* **INFORMATION SUPPLIED**

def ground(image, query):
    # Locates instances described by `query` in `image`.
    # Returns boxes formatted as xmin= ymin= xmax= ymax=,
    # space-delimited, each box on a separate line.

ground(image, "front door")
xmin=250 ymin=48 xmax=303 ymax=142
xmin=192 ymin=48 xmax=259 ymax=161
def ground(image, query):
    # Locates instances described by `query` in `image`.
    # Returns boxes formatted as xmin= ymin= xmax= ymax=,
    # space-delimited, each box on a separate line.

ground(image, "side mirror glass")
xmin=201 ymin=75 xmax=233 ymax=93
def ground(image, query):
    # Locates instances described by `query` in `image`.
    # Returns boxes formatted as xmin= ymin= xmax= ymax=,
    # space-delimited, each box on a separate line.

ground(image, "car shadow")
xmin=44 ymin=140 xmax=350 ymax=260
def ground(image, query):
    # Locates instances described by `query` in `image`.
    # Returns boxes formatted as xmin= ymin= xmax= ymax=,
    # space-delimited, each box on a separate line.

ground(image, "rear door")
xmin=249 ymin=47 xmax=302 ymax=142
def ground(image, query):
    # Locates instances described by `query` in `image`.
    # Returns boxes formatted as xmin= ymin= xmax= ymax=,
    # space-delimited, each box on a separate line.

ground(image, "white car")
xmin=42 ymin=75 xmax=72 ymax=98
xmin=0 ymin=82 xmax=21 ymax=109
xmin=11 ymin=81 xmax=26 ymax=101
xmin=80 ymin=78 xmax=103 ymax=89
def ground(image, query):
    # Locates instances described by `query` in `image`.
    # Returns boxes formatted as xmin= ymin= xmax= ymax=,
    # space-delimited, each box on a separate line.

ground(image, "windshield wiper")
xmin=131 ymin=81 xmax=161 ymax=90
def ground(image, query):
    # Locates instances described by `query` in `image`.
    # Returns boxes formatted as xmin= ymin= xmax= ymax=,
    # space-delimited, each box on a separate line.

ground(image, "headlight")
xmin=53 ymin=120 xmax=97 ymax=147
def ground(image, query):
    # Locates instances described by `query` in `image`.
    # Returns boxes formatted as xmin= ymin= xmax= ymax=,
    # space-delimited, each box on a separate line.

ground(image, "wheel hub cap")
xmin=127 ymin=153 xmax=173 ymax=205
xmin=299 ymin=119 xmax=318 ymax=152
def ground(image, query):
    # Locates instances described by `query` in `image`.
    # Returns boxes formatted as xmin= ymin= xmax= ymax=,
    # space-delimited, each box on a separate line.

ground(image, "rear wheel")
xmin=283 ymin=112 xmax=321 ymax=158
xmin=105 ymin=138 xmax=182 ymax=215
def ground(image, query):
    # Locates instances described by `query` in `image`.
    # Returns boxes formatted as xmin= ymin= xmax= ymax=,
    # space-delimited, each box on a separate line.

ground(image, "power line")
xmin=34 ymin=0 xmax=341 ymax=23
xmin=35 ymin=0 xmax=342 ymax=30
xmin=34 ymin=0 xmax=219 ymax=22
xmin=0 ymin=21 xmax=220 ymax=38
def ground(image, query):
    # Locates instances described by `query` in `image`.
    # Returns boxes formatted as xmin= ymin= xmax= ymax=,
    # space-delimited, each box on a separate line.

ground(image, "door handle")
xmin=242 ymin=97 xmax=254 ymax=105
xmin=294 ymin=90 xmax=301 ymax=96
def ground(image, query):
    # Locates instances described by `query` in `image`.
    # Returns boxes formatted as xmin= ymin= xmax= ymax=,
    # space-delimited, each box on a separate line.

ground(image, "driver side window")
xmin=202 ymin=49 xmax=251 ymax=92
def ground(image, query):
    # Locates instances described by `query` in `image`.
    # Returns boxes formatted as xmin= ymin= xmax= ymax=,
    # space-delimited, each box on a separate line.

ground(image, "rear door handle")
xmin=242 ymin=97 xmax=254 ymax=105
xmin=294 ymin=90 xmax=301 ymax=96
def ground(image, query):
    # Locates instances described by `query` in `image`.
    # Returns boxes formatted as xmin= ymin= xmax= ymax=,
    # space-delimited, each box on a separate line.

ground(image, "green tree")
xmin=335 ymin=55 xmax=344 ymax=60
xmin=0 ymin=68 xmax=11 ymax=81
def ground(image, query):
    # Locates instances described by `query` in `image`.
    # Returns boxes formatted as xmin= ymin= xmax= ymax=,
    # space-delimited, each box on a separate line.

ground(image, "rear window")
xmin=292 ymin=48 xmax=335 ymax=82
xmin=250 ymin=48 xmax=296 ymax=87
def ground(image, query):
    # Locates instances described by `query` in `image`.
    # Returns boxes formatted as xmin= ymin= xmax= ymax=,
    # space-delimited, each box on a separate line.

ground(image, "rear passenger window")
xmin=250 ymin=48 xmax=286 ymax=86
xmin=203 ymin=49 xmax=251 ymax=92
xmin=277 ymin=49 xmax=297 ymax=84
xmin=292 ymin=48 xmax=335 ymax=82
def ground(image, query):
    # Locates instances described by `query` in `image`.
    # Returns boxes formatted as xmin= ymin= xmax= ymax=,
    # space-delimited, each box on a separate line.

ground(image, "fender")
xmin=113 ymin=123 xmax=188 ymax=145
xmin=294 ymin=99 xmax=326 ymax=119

* **DIRECTIONS**
Please convert every line of the records above into a Markdown table with the columns Row and Line, numbering the rows and leaving out blank lines.

* **OUTPUT OF THE TASK**
| Row | Line |
|---|---|
| 1 | def ground(image, query): |
| 2 |     # Locates instances described by `query` in `image`. |
| 3 |     # Returns boxes formatted as xmin= ymin= xmax= ymax=, |
| 4 |     # space-delimited, each box on a separate line. |
| 5 | ground(image, "front door") |
| 6 | xmin=250 ymin=48 xmax=303 ymax=142 |
| 7 | xmin=192 ymin=48 xmax=259 ymax=161 |
| 8 | def ground(image, query): |
| 9 |     # Locates instances described by `query` in `image`. |
| 10 |     # Returns boxes formatted as xmin= ymin= xmax= ymax=, |
| 11 |     # space-delimited, each box on a separate line. |
| 12 | ground(image, "side mirror glass") |
| 13 | xmin=201 ymin=75 xmax=233 ymax=93 |
| 14 | def ground(image, query): |
| 15 |     # Locates instances described by `query` in `image`. |
| 16 |     # Returns boxes formatted as xmin= ymin= xmax= ymax=, |
| 17 |     # space-delimited, each box on a separate line. |
| 18 | ground(image, "car shadow") |
| 19 | xmin=44 ymin=140 xmax=350 ymax=260 |
| 20 | def ground(image, query): |
| 21 |     # Locates instances described by `query` in `image`. |
| 22 |     # Returns boxes formatted as xmin= ymin= xmax= ymax=, |
| 23 |     # space-delimited, each box on a separate line. |
| 24 | ground(image, "rear door") |
| 25 | xmin=249 ymin=47 xmax=302 ymax=142 |
| 26 | def ground(image, query): |
| 27 |     # Locates instances described by `query` in `image`. |
| 28 |     # Returns boxes formatted as xmin= ymin= xmax= ymax=, |
| 29 |     # space-delimited, each box on a separate line. |
| 30 | ground(image, "white car") |
| 31 | xmin=42 ymin=75 xmax=72 ymax=98 |
| 32 | xmin=0 ymin=82 xmax=21 ymax=109 |
| 33 | xmin=11 ymin=81 xmax=26 ymax=101 |
| 34 | xmin=80 ymin=78 xmax=103 ymax=89 |
| 35 | def ground(image, query): |
| 36 |     # Locates instances described by `query` in `image`. |
| 37 |     # Returns boxes formatted as xmin= ymin= xmax= ymax=, |
| 38 |     # space-delimited, each box on a separate line. |
| 39 | ground(image, "windshield wiper") |
| 40 | xmin=131 ymin=81 xmax=161 ymax=90 |
| 41 | def ground(image, query): |
| 42 |     # Locates instances described by `query` in `image`. |
| 43 |     # Returns boxes formatted as xmin= ymin= xmax= ymax=, |
| 44 |     # space-delimited, each box on a separate line. |
| 45 | ground(image, "headlight") |
| 46 | xmin=53 ymin=120 xmax=97 ymax=147 |
| 47 | def ground(image, query): |
| 48 |     # Locates instances described by `query` in `image`. |
| 49 |     # Returns boxes formatted as xmin= ymin= xmax= ymax=, |
| 50 |     # space-delimited, each box on a separate line. |
| 51 | ground(image, "wheel hub cap") |
| 52 | xmin=127 ymin=153 xmax=173 ymax=205 |
| 53 | xmin=299 ymin=119 xmax=318 ymax=152 |
| 54 | def ground(image, query): |
| 55 |     # Locates instances described by `query` in `image`. |
| 56 |     # Returns boxes formatted as xmin= ymin= xmax= ymax=, |
| 57 |     # space-delimited, each box on a separate line. |
| 58 | ground(image, "rear wheel") |
| 59 | xmin=283 ymin=112 xmax=321 ymax=158 |
| 60 | xmin=105 ymin=138 xmax=182 ymax=215 |
| 61 | def ground(image, query): |
| 62 |     # Locates instances described by `query` in `image`. |
| 63 |     # Returns boxes formatted as xmin= ymin= xmax= ymax=, |
| 64 |     # space-delimited, each box on a separate line. |
| 65 | ground(image, "power line") |
| 66 | xmin=34 ymin=0 xmax=341 ymax=23 |
| 67 | xmin=35 ymin=0 xmax=342 ymax=30 |
| 68 | xmin=34 ymin=0 xmax=219 ymax=22 |
| 69 | xmin=0 ymin=21 xmax=220 ymax=38 |
| 70 | def ground(image, query): |
| 71 |     # Locates instances described by `query` in `image`. |
| 72 |     # Returns boxes formatted as xmin= ymin= xmax= ymax=, |
| 73 |     # space-delimited, each box on a separate line. |
| 74 | ground(image, "door handle") |
| 75 | xmin=242 ymin=97 xmax=254 ymax=105 |
| 76 | xmin=294 ymin=90 xmax=301 ymax=96 |
| 77 | def ground(image, query): |
| 78 |     # Locates instances described by `query` in `image`. |
| 79 |     # Returns boxes formatted as xmin= ymin= xmax= ymax=, |
| 80 |     # space-delimited, each box on a separate line. |
| 81 | ground(image, "driver side window") |
| 82 | xmin=202 ymin=49 xmax=251 ymax=92 |
| 83 | def ground(image, query): |
| 84 |     # Locates instances described by `query` in `image`. |
| 85 |     # Returns boxes formatted as xmin= ymin= xmax= ymax=, |
| 86 |     # space-delimited, each box on a separate line. |
| 87 | ground(image, "rear door handle") |
| 88 | xmin=242 ymin=97 xmax=254 ymax=105 |
| 89 | xmin=294 ymin=90 xmax=301 ymax=96 |
| 90 | def ground(image, query): |
| 91 |     # Locates instances described by `query` in `image`. |
| 92 |     # Returns boxes formatted as xmin= ymin= xmax= ymax=, |
| 93 |     # space-delimited, each box on a separate line. |
| 94 | ground(image, "green tree") |
| 95 | xmin=335 ymin=55 xmax=344 ymax=60 |
| 96 | xmin=0 ymin=68 xmax=11 ymax=81 |
| 97 | def ground(image, query): |
| 98 |     # Locates instances described by `query` in `image`. |
| 99 |     # Returns boxes formatted as xmin= ymin= xmax= ymax=, |
| 100 |     # space-delimited, each box on a separate line. |
| 101 | ground(image, "rear window") |
| 102 | xmin=292 ymin=48 xmax=335 ymax=82 |
| 103 | xmin=250 ymin=48 xmax=296 ymax=87 |
| 104 | def ground(image, query): |
| 105 |     # Locates instances described by `query` in `image`. |
| 106 |     # Returns boxes formatted as xmin= ymin= xmax= ymax=, |
| 107 |     # space-delimited, each box on a separate line. |
| 108 | ground(image, "rear passenger window") |
| 109 | xmin=250 ymin=48 xmax=286 ymax=86 |
| 110 | xmin=203 ymin=49 xmax=251 ymax=92 |
| 111 | xmin=277 ymin=49 xmax=297 ymax=84 |
| 112 | xmin=292 ymin=48 xmax=335 ymax=82 |
| 113 | def ground(image, query): |
| 114 |     # Locates instances described by `query` in `image`. |
| 115 |     # Returns boxes formatted as xmin= ymin= xmax= ymax=, |
| 116 |     # space-delimited, each box on a separate line. |
| 117 | ground(image, "fender") |
| 118 | xmin=113 ymin=123 xmax=188 ymax=145 |
| 119 | xmin=294 ymin=99 xmax=326 ymax=119 |